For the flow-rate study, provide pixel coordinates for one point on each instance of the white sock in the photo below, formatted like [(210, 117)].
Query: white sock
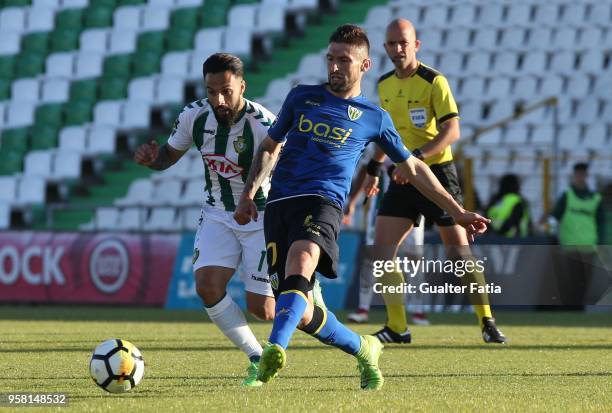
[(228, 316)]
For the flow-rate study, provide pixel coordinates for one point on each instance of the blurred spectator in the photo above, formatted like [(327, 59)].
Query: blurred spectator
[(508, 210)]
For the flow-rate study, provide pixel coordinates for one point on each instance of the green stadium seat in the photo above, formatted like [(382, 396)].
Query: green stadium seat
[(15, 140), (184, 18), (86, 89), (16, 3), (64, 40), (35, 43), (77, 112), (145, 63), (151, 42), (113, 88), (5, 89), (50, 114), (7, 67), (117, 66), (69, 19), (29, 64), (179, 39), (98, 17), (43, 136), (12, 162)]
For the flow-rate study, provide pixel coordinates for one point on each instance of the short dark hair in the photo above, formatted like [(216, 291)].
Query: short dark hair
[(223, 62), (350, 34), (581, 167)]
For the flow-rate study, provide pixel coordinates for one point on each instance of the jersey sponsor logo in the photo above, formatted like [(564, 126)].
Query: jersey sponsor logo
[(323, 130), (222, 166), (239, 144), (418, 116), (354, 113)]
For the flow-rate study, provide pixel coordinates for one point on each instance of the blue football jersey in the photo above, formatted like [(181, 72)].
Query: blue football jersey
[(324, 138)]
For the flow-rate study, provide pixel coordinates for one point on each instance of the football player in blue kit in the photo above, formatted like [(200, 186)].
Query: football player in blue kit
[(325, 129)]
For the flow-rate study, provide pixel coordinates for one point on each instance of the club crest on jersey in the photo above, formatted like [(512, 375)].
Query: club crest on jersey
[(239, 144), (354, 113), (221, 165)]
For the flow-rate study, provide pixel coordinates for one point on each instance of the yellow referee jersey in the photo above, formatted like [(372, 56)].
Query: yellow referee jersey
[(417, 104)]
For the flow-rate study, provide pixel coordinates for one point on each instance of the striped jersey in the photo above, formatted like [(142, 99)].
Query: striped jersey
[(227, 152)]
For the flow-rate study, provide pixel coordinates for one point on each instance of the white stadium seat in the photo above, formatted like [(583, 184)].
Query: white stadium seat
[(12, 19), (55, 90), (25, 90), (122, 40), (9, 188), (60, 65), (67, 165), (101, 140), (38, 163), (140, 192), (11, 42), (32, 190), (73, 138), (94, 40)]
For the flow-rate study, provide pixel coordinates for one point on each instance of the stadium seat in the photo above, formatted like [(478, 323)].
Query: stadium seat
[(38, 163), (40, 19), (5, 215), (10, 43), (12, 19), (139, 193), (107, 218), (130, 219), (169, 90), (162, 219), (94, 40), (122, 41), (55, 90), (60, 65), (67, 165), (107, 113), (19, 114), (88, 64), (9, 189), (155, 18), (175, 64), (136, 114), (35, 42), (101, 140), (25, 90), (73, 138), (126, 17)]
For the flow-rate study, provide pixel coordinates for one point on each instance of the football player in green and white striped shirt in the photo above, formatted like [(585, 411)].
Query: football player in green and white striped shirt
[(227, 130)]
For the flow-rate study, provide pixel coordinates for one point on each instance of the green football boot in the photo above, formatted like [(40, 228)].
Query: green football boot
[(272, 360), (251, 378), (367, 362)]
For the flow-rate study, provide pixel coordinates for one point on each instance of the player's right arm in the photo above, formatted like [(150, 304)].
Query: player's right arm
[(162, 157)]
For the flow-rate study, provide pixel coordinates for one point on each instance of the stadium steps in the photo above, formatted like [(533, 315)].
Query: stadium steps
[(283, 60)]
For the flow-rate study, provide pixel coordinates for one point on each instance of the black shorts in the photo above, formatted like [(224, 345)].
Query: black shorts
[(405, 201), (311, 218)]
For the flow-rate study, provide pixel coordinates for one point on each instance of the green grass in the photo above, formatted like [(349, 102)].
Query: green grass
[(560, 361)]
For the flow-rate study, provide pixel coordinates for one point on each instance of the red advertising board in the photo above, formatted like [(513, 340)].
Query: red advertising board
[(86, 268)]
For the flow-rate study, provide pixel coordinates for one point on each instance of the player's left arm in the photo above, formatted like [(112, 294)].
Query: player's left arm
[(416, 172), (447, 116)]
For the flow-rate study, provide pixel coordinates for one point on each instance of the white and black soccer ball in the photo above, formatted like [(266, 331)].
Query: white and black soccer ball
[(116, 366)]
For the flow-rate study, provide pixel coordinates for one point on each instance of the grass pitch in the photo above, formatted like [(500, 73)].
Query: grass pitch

-=-=-=-=-

• [REQUIREMENT]
Only lines of the data holding the word "pitch" go in the answer. Please copy each of them.

• [OUTPUT FOR THIS TASK]
For the flow-rate study, provide pixel coordinates for one point on each instance of the grass pitch in the photo above, formatted like [(500, 73)].
Query: grass pitch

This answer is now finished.